- DIRECTIONS FOR THIS TASK:
Reproduce the complete listing without any deviation.

## BEGIN

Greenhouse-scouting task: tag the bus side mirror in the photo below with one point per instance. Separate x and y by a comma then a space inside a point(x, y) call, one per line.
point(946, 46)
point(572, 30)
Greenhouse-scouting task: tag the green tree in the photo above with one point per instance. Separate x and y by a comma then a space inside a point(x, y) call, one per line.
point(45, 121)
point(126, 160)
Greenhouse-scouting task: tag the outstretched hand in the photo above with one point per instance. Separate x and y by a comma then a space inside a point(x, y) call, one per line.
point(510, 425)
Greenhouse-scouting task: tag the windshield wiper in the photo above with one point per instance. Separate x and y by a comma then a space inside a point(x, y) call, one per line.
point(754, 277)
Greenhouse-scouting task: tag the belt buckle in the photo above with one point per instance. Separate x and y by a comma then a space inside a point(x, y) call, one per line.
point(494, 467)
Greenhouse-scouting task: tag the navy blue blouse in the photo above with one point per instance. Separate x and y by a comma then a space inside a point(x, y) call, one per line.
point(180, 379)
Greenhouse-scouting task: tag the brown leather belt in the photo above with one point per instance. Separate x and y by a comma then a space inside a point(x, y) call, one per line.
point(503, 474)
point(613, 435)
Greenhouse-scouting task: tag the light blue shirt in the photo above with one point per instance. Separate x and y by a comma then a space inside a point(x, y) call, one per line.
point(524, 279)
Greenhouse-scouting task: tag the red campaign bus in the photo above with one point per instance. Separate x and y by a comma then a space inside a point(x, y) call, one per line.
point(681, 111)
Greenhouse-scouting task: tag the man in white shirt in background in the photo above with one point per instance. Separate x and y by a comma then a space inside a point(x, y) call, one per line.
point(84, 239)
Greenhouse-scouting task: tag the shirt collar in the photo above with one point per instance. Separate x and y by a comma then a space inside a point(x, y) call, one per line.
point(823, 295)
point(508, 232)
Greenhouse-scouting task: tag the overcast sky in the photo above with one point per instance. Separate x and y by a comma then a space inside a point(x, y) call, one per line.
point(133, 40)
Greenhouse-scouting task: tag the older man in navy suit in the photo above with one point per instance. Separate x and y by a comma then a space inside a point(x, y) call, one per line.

## END

- EXERCISE ANSWER:
Greenhouse-scouting task: tag the bus side mirror in the photo below with one point per instance. Separate x and y by a comma then a space inside a point(x, y) call, one per line.
point(946, 46)
point(572, 30)
Greenhouse-scouting task: tag the green tree in the photo above with one point per instance. Separate x and y by a comma then a space inside a point(x, y) call, one per line.
point(45, 121)
point(126, 160)
Greenhouse-scouting task: tag the outstretched hand in the photo above with one point per instance. Separate x and y by a comma then a space inside a point(x, y) call, one per line.
point(510, 425)
Greenhouse-scouting task: tag the windshield wiper in the photo above with one point per instance. Separate x and y by a comma then a space inside a point(x, y) call, one per line.
point(754, 277)
Greenhouse-scouting task: tag the belt buckle in the photo above with one point per instance. Separate x and y by a comma then a space inside a point(x, y) call, one per line.
point(494, 467)
Greenhouse-scouting task: tag the navy blue blouse in the photo above with one point per instance. Separate x and y by a comma then a space inside a point(x, y) call, one per line.
point(180, 379)
Greenhouse-scouting task: tag the brown leather belt in the photo above with one point per instance. Separate x and y by a comma then a space inside a point(x, y) call, one per line.
point(503, 474)
point(613, 435)
Greenhouse-scouting task: tag the light blue shirt in the photo above with one point per instance. Separate x and y by a comma then a space inside a point(x, y) call, one per line.
point(524, 279)
Greenhouse-scouting task: tag the red campaign bus in the photo above with one point per instance. Separate x and y by a comma then a space inside a point(x, y) call, one per line.
point(681, 111)
Greenhouse-scouting task: tag the man in white shirt in background in the photo above with one point per instance. Separate x and y by a comma then a space inside a point(x, y) call, one per line.
point(84, 239)
Greenhouse-scouting task: tag the shirt collar in the photo above with one point per instance. Separate x and y by a comma then a space inside a point(x, y) call, one per line.
point(823, 295)
point(508, 232)
Greenhouse-scouting task: tag the overcast sky in the photo above with one point per instance. Separate x and y by a comma then a space inside a point(x, y) call, one per line.
point(133, 40)
Greenhouse-scouting task: tag the older man in navy suit in the photo above with one point per instance. Separate x and y by a comma then a space inside a point(x, y) call, one per line.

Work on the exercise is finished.